> [Goal]: Retype the data below without altering anything.

> [Dataset records]:
—————

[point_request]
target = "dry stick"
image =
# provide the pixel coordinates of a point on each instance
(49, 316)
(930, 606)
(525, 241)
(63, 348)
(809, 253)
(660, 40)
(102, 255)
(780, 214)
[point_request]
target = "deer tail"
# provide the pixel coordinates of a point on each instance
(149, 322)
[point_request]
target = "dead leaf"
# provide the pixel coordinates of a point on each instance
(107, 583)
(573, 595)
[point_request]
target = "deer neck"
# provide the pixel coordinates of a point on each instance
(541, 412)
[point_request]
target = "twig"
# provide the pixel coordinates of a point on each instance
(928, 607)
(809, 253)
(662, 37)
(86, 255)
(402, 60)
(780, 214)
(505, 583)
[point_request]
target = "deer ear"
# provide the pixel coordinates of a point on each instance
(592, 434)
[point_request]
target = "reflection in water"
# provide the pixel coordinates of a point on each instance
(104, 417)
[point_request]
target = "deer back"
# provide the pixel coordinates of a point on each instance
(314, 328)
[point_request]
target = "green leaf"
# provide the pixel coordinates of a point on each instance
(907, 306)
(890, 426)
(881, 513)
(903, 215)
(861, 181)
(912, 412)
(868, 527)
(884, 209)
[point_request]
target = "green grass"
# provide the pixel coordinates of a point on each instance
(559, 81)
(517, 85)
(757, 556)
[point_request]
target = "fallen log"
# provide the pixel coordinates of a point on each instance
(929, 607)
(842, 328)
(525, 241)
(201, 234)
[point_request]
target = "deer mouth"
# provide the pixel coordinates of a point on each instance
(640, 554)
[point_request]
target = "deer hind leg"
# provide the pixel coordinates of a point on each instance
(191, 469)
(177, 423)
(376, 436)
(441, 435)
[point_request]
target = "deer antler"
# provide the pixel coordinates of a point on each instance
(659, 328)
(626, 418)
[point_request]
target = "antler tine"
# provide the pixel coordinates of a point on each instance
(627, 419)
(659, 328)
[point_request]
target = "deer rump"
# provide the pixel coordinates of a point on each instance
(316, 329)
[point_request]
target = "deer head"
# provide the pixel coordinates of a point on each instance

—————

> [Solved exercise]:
[point_request]
target = "dry stick"
image =
# provide the pixel coordinates of a point on each instance
(49, 316)
(930, 606)
(525, 241)
(63, 348)
(809, 253)
(660, 40)
(102, 255)
(780, 214)
[point_request]
target = "deer tail"
# provide the pixel coordinates of a point on each instance
(149, 322)
[point_request]
target = "dead leaf"
# provide the pixel coordinates of a point on each instance
(107, 583)
(573, 595)
[point_request]
target = "deer neck"
# provide the pixel coordinates of a point on each instance
(541, 412)
[point_request]
target = "twig"
# provide the pixel coordinates of a point on each instance
(928, 607)
(809, 253)
(662, 37)
(86, 255)
(402, 60)
(780, 214)
(505, 583)
[point_request]
target = "deer ear"
# provide the pixel coordinates of a point on each instance
(592, 434)
[point_request]
target = "reflection in water"
# provide the pixel coordinates of a point on each instance
(104, 417)
[point_request]
target = "deer back"
# provide the pixel coordinates of a point on each instance
(314, 328)
[point_request]
target = "green leaf"
# provide the pixel coordinates of a point on each instance
(907, 306)
(890, 426)
(881, 513)
(903, 215)
(861, 181)
(912, 412)
(868, 527)
(884, 209)
[point_request]
target = "green grass"
# provide the pixel coordinates of a point on each instance
(559, 81)
(517, 85)
(757, 556)
[point_request]
target = "fallen log"
# provide the pixel coordinates of a point on each instance
(929, 607)
(842, 328)
(525, 241)
(201, 234)
[point_request]
target = "deer mouth"
# provide the pixel coordinates of a point on each instance
(640, 554)
[point_request]
target = "deer hind leg"
# provide the pixel coordinates of a point on each instance
(191, 469)
(177, 423)
(376, 436)
(441, 435)
[point_request]
target = "deer antler"
# provide the pixel coordinates of a point on each instance
(659, 328)
(626, 418)
[point_request]
target = "antler tine"
# provide the pixel coordinates of a point on each instance
(627, 419)
(659, 328)
[point_request]
target = "deer rump"
# provide the pixel coordinates of a point on each instance
(316, 329)
[point_request]
target = "deer head"
# provide the pixel coordinates of a point on each instance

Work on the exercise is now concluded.